**WORKING DATA:**
=-=-=-=-=

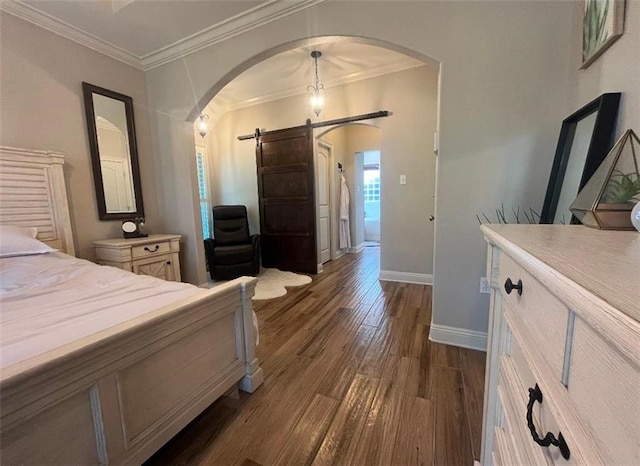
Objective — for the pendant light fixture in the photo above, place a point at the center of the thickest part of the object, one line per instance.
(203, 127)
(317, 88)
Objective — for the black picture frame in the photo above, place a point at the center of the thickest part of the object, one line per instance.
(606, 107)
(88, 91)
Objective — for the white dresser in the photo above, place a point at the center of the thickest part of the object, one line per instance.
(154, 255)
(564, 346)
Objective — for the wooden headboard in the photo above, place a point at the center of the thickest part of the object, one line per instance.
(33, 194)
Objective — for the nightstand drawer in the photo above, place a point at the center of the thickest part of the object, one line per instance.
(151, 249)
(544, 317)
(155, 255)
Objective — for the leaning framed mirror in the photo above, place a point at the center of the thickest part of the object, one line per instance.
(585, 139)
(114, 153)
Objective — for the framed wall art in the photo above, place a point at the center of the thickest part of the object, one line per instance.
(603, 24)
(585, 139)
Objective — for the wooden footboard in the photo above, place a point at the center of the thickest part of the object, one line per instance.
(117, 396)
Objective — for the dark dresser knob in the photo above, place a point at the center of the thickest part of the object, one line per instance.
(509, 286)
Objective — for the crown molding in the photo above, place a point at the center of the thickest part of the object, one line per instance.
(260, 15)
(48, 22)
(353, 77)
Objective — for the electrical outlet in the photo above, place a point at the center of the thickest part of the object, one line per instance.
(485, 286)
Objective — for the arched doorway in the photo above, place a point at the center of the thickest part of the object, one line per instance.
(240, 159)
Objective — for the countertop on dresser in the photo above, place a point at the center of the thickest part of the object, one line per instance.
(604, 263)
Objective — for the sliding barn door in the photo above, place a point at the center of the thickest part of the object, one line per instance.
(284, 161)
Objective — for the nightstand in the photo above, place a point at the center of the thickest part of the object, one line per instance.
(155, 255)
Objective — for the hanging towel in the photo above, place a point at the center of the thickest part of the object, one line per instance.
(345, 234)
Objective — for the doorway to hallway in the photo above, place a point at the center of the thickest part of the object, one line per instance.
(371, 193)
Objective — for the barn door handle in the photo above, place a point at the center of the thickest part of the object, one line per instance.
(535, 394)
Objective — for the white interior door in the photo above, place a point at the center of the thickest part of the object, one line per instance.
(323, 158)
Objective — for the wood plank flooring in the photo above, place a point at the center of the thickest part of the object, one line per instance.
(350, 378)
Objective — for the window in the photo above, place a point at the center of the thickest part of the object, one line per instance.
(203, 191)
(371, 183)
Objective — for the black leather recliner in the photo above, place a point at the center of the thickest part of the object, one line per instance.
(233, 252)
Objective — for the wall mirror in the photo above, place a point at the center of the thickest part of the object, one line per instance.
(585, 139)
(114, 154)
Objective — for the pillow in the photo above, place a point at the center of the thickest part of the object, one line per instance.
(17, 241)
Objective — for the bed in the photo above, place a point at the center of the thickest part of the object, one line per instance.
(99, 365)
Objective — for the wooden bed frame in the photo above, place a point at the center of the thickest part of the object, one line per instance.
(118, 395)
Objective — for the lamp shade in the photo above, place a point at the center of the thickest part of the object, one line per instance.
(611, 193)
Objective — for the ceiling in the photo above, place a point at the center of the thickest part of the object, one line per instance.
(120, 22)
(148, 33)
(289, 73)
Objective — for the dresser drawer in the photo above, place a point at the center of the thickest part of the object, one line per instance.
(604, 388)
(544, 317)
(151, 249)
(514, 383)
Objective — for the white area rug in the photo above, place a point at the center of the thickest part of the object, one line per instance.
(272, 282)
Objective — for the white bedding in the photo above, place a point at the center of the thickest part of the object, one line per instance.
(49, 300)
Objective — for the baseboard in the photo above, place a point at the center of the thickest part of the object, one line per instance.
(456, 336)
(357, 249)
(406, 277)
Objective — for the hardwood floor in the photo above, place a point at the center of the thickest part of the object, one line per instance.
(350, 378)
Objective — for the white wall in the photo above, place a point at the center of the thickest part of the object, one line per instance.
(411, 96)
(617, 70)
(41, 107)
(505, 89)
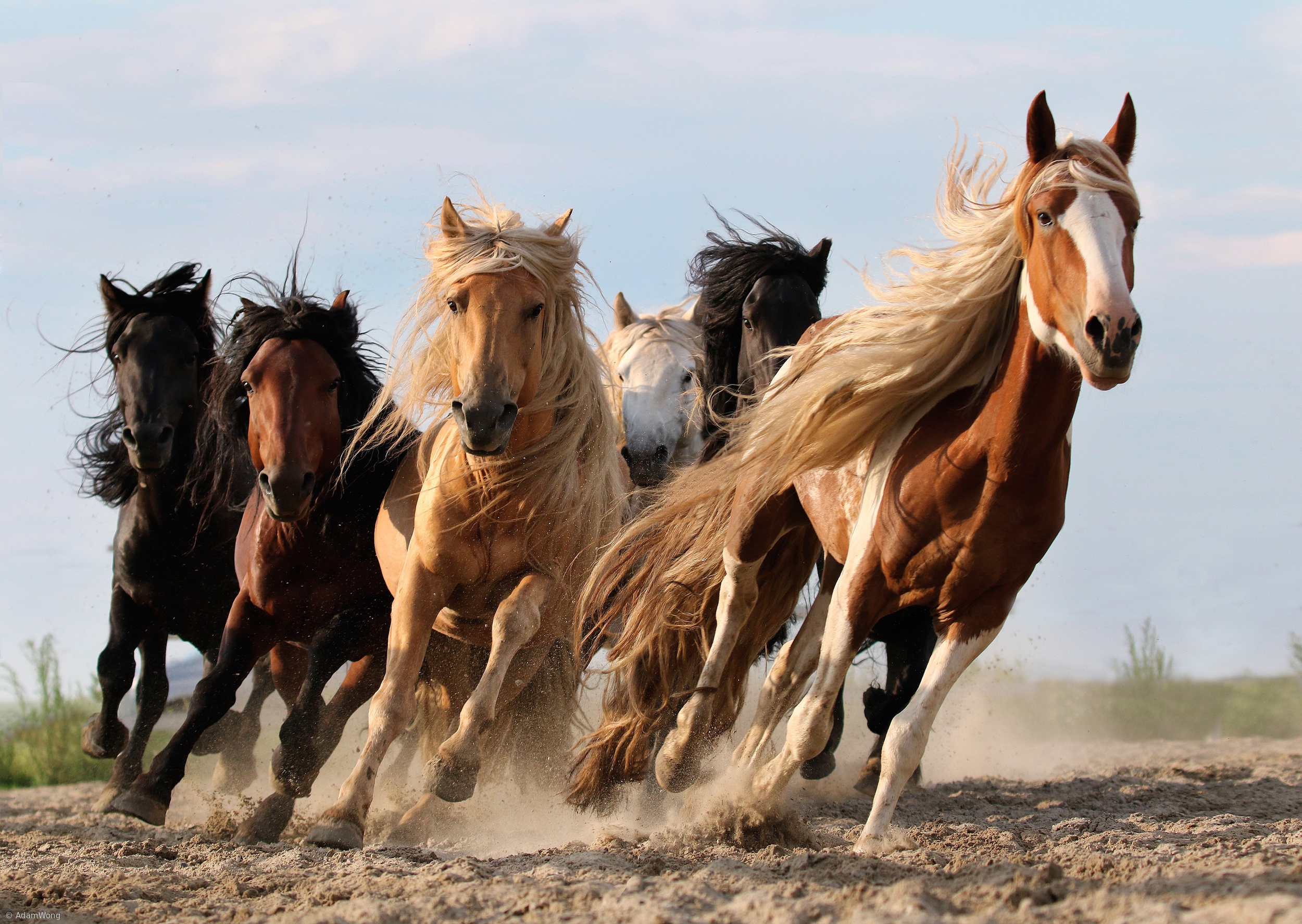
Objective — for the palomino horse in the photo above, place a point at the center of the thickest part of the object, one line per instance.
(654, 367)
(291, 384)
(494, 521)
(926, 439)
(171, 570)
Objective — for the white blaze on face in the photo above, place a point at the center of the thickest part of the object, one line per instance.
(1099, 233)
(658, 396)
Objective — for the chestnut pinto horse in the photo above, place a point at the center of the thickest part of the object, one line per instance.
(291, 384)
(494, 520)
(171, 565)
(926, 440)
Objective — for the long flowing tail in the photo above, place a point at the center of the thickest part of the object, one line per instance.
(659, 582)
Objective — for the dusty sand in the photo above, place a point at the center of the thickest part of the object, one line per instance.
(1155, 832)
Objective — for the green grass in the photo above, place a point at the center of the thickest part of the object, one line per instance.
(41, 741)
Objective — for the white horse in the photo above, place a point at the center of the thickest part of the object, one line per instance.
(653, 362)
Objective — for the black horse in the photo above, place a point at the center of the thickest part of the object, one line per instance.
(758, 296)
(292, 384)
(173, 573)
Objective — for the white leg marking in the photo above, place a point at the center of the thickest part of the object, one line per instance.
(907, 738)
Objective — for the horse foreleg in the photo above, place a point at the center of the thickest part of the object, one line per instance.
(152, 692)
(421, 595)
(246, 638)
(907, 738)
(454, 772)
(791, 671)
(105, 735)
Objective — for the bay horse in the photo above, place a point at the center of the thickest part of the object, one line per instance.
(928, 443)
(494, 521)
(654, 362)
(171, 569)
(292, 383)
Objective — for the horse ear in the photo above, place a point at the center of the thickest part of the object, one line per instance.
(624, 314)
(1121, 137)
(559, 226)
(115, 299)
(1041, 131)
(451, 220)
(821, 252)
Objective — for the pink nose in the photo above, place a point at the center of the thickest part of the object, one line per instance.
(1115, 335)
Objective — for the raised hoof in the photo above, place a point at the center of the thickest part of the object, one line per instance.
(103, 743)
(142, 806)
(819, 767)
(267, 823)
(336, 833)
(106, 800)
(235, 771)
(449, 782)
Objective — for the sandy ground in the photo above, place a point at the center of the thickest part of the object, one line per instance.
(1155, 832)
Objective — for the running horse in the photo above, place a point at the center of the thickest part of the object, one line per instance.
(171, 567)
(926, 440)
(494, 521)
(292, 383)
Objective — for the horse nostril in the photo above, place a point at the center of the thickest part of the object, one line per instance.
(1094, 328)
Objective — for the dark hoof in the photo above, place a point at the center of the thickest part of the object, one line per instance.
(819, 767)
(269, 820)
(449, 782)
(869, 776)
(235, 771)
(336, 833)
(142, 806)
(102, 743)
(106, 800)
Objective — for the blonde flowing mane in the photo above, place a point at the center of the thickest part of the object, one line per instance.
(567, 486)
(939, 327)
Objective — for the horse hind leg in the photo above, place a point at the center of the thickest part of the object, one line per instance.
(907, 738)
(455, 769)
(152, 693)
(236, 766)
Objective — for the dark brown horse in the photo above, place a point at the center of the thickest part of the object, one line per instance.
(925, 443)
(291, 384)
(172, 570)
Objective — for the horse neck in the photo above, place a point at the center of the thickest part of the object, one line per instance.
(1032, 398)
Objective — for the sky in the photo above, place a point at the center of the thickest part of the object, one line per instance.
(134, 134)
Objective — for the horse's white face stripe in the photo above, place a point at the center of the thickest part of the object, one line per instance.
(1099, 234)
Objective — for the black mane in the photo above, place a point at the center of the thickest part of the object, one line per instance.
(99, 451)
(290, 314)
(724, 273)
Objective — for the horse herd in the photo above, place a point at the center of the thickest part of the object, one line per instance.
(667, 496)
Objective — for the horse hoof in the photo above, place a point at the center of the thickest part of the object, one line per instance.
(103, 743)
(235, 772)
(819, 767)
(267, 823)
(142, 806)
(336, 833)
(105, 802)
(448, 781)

=-=-=-=-=

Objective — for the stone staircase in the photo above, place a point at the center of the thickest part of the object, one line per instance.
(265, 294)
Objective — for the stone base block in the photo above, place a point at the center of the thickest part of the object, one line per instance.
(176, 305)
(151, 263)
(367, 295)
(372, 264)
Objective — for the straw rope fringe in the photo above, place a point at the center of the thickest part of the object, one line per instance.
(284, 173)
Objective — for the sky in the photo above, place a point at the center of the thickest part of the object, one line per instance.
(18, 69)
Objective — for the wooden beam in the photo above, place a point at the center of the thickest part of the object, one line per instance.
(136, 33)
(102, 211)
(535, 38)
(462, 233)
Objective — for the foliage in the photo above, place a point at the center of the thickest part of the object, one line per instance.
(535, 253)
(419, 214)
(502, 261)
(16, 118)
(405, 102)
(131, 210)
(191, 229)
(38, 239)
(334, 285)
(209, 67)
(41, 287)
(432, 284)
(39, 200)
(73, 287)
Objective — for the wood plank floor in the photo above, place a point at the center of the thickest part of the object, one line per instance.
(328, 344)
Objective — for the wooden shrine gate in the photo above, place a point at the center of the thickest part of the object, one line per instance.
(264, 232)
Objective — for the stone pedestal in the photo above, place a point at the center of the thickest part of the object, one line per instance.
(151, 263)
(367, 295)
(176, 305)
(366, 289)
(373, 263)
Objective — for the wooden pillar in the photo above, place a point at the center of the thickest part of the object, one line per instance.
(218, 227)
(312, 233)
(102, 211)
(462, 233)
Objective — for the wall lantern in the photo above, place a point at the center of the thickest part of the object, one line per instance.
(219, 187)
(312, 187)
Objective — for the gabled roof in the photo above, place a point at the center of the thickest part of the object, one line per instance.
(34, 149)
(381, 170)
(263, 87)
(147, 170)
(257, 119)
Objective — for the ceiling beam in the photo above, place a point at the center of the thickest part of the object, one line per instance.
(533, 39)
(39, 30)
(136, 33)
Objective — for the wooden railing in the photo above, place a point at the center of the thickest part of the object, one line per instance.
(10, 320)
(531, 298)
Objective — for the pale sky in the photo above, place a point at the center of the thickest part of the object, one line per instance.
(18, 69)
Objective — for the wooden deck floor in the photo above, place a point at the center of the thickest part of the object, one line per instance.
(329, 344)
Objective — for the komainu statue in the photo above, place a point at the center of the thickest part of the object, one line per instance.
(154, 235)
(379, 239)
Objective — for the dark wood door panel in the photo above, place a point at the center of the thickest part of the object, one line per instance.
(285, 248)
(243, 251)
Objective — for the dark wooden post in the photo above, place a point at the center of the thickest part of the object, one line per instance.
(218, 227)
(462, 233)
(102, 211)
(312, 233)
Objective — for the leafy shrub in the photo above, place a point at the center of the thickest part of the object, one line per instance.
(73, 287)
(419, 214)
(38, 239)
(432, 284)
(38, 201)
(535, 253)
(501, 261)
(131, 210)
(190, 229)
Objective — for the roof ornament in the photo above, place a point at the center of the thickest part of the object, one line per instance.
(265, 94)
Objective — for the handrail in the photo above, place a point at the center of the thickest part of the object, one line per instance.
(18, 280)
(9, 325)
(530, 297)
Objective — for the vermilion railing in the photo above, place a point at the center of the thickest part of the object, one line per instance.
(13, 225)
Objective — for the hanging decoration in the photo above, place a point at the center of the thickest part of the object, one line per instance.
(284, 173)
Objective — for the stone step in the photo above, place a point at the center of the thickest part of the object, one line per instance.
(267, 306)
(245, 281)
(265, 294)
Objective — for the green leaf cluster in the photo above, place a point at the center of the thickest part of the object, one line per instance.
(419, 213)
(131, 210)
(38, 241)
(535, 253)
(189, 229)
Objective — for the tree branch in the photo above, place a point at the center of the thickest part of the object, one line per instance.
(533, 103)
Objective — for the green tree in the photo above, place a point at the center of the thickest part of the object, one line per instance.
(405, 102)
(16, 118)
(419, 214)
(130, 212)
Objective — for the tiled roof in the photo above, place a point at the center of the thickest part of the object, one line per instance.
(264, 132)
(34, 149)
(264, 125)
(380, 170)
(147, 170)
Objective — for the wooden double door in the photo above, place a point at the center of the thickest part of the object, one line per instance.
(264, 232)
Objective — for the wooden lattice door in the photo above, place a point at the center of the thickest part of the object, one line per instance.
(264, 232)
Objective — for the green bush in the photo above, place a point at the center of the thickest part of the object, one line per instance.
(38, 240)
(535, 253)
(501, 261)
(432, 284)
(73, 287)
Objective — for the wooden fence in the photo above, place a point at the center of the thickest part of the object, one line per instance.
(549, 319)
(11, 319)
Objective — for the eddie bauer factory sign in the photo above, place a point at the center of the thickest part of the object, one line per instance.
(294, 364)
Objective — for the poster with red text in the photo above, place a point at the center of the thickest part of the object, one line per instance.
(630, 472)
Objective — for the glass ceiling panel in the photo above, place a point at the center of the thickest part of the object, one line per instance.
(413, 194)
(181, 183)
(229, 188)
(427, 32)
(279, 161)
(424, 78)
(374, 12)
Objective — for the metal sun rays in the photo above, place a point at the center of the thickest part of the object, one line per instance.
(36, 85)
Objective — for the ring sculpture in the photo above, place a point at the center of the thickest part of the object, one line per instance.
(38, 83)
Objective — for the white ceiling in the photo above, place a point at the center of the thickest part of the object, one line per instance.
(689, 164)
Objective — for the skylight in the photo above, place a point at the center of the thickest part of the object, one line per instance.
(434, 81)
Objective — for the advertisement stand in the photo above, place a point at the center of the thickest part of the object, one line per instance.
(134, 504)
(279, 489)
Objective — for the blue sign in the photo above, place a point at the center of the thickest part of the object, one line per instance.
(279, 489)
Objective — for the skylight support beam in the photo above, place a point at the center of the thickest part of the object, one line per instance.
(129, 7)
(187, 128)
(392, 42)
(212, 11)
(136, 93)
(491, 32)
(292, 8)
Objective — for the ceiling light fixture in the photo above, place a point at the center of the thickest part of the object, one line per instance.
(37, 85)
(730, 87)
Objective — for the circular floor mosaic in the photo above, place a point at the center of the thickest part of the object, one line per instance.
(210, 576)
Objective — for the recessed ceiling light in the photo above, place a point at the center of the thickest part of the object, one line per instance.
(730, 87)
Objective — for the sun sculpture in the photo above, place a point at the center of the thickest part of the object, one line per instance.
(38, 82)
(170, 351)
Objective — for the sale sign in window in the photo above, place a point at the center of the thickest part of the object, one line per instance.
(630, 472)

=-=-=-=-=

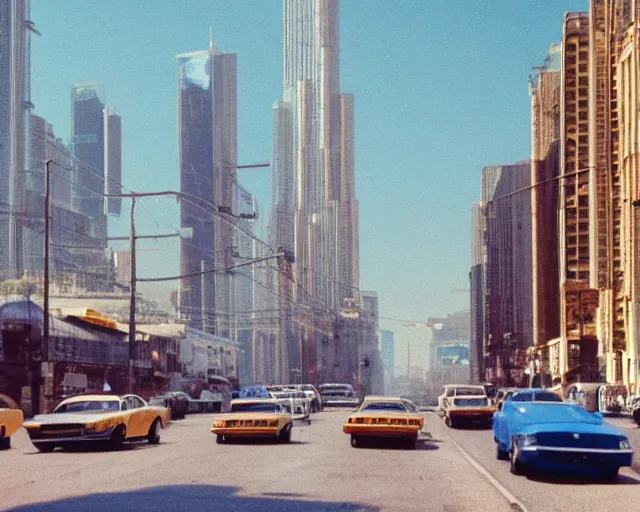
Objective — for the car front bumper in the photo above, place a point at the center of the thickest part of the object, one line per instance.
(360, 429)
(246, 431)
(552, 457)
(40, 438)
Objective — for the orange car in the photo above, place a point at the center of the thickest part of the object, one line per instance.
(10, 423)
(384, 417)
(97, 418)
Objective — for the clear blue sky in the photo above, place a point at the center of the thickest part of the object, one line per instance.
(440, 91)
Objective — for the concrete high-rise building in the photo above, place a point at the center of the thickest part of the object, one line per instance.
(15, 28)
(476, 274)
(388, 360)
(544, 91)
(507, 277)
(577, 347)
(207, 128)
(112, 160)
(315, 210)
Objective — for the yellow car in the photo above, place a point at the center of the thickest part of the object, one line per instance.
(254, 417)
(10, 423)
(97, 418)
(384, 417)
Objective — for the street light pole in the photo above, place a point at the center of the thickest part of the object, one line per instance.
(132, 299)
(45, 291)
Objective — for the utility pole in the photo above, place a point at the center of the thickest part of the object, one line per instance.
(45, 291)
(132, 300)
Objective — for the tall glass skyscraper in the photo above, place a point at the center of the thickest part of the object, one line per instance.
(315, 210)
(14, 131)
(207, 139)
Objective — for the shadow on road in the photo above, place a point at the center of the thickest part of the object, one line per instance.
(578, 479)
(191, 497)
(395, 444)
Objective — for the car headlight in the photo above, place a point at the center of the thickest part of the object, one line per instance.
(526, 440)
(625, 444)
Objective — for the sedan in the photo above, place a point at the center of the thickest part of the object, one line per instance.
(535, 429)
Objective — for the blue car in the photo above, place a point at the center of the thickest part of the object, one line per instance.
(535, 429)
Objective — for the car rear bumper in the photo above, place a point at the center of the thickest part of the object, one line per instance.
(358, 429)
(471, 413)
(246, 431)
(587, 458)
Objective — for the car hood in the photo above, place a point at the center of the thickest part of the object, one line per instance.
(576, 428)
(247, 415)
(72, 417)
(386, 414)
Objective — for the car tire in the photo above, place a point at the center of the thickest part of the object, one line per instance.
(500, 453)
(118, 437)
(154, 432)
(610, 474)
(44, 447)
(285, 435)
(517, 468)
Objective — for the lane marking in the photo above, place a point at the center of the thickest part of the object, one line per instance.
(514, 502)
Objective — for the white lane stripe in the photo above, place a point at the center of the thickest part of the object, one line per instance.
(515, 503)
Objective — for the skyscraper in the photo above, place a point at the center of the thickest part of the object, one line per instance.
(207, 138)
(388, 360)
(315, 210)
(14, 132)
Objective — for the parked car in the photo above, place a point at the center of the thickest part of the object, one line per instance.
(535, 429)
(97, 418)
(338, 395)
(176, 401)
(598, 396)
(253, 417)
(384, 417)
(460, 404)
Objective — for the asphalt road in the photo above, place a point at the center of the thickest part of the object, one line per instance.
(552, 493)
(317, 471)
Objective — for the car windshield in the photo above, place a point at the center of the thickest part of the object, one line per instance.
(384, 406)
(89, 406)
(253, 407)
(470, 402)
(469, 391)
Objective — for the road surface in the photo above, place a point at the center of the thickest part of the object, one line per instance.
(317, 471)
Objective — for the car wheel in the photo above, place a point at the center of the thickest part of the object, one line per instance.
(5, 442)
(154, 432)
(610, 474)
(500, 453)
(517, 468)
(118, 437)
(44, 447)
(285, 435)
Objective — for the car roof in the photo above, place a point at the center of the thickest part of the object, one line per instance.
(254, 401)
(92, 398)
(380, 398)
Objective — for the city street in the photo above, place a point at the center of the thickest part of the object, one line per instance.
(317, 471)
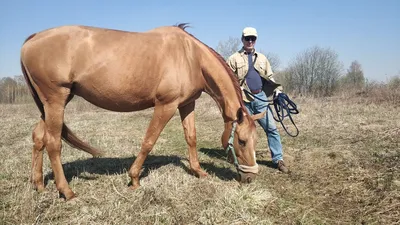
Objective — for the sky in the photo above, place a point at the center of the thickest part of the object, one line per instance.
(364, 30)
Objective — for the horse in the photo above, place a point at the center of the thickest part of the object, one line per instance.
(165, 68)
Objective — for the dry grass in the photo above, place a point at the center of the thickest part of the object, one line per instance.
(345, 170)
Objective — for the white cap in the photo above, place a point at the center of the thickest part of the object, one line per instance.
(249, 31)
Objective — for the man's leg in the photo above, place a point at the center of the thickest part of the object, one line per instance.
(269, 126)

=-=-=-=-=

**DO THIS:**
Tally the lines in the records that contain the string "mane". Reply with the count alone.

**WORKED ANSWER:**
2